### AIM OF THE TASK
Arrange the stretch from the start of the material through the line containing "[[[507,227],[515,227],[515,215],[511,213],[507,215]]]" as a numbered list, leaving out blank lines and pictures.

^^^^^^^^

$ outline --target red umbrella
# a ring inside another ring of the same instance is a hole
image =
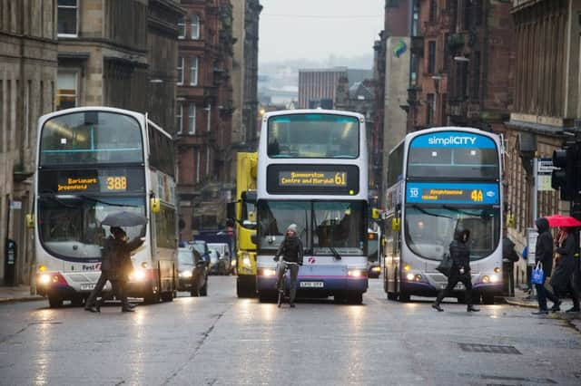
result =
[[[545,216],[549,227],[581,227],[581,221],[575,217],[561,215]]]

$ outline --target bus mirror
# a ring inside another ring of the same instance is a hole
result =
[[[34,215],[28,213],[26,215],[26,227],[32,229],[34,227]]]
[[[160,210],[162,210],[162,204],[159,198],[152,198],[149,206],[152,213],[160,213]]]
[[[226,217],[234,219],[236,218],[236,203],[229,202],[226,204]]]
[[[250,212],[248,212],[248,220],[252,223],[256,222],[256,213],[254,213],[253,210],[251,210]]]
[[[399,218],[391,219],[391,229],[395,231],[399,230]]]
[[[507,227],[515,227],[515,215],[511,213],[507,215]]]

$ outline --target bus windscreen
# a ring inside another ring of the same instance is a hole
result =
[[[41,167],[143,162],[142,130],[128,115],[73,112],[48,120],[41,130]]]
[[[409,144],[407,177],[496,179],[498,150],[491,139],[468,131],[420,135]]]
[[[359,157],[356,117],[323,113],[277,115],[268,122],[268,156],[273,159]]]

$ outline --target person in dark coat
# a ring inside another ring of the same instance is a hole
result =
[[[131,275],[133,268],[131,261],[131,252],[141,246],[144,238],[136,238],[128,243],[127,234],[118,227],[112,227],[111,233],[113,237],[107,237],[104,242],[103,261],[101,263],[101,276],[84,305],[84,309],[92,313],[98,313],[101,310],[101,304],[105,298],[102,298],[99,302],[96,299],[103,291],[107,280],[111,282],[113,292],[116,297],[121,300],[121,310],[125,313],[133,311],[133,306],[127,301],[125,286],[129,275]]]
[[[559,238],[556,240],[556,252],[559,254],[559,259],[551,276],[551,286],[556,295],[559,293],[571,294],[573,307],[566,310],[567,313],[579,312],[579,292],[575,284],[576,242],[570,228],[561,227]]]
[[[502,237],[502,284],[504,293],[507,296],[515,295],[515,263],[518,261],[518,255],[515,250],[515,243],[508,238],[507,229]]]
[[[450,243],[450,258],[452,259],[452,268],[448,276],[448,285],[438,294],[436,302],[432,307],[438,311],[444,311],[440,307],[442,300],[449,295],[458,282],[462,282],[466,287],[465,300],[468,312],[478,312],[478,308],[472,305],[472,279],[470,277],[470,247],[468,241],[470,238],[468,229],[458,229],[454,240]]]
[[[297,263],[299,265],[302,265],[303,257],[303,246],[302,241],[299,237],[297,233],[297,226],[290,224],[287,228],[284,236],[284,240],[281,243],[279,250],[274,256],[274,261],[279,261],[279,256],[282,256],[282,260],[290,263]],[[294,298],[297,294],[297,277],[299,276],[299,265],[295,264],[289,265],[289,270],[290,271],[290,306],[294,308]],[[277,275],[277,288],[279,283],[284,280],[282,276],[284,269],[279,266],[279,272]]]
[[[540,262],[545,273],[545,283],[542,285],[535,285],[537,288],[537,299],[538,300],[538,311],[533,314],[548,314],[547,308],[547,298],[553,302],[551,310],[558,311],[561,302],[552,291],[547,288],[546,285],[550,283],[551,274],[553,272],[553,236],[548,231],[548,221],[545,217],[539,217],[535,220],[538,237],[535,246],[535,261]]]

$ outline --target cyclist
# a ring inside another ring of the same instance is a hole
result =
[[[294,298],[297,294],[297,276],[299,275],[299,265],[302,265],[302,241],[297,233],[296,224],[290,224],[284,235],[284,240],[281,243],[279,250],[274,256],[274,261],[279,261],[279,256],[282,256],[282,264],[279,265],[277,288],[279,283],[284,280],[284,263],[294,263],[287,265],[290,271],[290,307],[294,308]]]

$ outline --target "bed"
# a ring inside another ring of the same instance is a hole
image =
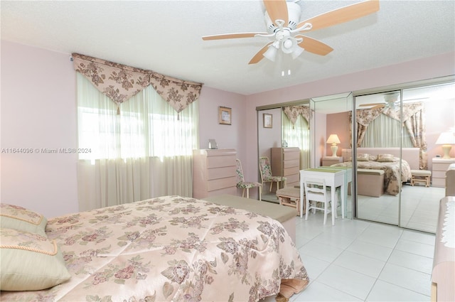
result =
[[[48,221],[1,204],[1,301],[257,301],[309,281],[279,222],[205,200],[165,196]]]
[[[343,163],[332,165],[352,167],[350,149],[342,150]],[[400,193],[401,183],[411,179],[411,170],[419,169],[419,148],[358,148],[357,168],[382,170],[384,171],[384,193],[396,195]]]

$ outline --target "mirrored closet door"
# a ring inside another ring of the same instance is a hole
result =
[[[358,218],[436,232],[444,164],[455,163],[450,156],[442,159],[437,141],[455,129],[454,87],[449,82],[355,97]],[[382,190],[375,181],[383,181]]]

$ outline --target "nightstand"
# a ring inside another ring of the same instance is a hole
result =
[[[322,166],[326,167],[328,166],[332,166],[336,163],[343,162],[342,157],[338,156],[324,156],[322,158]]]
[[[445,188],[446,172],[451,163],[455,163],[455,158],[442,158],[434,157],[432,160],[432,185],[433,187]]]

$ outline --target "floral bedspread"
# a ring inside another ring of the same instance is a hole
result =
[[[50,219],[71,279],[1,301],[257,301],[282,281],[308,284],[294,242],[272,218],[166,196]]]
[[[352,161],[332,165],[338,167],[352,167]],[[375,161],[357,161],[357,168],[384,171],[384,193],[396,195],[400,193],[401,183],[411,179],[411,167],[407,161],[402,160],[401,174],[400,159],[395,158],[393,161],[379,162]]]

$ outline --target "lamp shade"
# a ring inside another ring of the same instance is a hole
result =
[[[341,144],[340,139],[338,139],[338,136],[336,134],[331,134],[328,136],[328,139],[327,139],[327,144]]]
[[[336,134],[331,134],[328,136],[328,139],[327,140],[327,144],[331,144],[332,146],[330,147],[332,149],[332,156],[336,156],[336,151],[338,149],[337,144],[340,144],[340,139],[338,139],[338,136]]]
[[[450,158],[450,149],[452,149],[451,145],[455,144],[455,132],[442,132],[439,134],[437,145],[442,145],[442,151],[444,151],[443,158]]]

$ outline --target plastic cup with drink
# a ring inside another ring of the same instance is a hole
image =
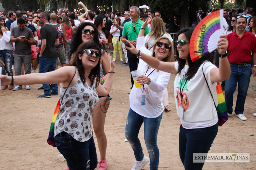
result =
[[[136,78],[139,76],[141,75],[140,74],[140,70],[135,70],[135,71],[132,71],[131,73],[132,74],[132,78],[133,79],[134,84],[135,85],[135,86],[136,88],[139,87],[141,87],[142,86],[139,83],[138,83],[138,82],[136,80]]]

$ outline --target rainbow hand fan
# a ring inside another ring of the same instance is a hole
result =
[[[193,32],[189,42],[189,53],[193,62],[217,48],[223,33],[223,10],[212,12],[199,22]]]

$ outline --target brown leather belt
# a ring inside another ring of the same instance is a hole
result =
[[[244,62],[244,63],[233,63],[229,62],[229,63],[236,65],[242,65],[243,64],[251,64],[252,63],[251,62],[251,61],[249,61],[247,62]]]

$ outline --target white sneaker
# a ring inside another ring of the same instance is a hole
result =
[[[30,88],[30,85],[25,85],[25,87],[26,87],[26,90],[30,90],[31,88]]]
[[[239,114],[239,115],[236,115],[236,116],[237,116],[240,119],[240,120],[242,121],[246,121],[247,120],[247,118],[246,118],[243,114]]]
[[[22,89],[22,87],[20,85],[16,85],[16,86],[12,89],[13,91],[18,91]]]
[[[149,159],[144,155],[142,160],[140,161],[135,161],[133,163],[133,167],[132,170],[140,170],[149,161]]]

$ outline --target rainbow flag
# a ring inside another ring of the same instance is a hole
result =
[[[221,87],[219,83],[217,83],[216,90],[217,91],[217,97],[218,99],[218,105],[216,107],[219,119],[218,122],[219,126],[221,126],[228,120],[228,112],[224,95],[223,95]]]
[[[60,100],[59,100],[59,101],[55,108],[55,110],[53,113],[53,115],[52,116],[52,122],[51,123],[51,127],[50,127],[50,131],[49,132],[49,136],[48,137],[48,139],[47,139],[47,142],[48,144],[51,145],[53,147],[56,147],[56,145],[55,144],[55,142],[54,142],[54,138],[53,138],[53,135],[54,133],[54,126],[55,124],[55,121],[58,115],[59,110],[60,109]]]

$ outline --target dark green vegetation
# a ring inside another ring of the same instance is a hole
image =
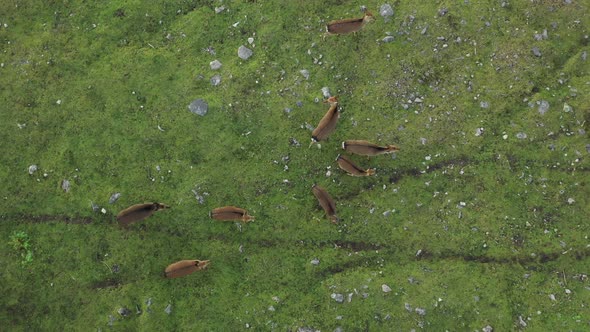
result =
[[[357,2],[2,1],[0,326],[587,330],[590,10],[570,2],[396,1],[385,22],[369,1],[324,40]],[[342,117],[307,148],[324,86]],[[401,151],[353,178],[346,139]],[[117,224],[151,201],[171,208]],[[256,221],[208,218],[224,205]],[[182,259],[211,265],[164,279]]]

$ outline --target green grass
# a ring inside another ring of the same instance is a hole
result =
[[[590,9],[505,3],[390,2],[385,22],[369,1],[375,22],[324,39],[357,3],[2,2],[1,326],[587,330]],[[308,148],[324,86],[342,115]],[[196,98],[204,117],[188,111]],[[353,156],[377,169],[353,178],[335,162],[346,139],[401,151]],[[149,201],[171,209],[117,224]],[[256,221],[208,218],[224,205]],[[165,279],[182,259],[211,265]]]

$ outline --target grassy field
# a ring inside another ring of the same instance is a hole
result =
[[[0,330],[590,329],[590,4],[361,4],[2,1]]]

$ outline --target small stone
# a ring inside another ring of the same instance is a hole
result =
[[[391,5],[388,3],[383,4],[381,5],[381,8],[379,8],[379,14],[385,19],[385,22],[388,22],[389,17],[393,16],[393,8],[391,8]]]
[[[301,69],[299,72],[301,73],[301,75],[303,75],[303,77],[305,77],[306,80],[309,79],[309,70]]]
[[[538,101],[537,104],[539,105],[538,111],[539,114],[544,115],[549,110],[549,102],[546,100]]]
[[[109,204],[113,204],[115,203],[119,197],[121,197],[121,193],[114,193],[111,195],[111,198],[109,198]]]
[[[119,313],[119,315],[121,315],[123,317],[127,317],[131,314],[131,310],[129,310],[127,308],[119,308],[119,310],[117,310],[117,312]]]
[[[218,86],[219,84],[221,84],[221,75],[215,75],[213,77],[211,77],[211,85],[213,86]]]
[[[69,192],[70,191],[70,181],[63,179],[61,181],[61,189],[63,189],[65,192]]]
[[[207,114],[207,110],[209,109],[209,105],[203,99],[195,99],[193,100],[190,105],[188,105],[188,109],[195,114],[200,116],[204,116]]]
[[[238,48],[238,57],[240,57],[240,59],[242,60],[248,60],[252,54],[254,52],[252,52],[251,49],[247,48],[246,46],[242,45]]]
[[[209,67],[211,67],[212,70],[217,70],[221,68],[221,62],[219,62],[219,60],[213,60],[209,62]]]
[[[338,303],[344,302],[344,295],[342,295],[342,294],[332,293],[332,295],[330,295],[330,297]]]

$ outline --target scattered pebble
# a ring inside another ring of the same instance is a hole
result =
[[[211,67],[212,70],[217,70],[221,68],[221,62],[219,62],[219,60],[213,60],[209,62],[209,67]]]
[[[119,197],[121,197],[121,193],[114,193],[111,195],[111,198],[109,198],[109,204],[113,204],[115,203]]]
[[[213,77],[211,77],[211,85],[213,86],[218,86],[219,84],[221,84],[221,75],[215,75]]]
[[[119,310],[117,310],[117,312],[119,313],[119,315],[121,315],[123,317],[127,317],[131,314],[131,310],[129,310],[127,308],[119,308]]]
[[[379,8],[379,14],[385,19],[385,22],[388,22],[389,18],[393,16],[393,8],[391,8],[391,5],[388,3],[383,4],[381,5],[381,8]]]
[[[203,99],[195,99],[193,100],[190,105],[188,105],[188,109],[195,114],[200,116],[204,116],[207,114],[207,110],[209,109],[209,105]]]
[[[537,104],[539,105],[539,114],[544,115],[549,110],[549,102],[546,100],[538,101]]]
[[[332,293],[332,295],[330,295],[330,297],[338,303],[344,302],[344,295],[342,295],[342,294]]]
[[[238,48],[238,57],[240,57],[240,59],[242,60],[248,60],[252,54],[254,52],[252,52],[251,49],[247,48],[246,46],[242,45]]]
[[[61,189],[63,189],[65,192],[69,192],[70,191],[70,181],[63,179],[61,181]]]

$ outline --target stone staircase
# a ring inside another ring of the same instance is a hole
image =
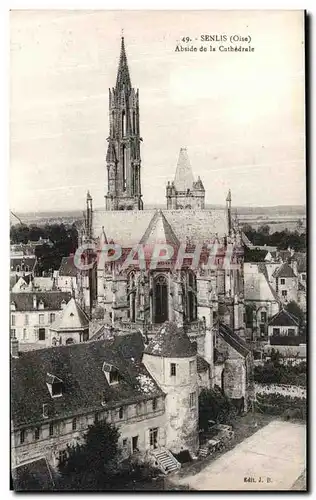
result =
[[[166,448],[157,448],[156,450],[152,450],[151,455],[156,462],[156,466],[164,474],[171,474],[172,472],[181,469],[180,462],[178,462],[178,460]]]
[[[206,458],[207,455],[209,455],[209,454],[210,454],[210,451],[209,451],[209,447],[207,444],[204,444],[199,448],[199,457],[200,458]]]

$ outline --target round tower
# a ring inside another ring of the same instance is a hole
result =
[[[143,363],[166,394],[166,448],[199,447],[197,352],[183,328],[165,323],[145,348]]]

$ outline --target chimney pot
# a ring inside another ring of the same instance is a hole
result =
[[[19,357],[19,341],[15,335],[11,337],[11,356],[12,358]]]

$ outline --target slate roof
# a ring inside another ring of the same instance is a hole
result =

^^^^^^^^

### SOLUTION
1. $ outline --target red umbrella
2. # a ring inside another ring of the same instance is a hole
3. image =
4. result =
5. [[[545,216],[549,227],[581,227],[581,221],[575,217],[561,215]]]
6. $ outline --target bus mirror
7. # a ring inside another ring of the same instance is a hole
8. result =
9. [[[34,215],[28,213],[26,215],[26,227],[32,229],[34,227]]]
10. [[[160,210],[162,210],[162,204],[159,198],[152,198],[149,206],[152,213],[160,213]]]
11. [[[226,217],[234,219],[236,218],[236,203],[229,202],[226,204]]]
12. [[[250,212],[248,212],[248,220],[252,223],[256,222],[256,213],[254,213],[253,210],[251,210]]]
13. [[[399,218],[391,219],[391,229],[395,231],[399,230]]]
14. [[[507,227],[515,227],[515,215],[511,213],[507,215]]]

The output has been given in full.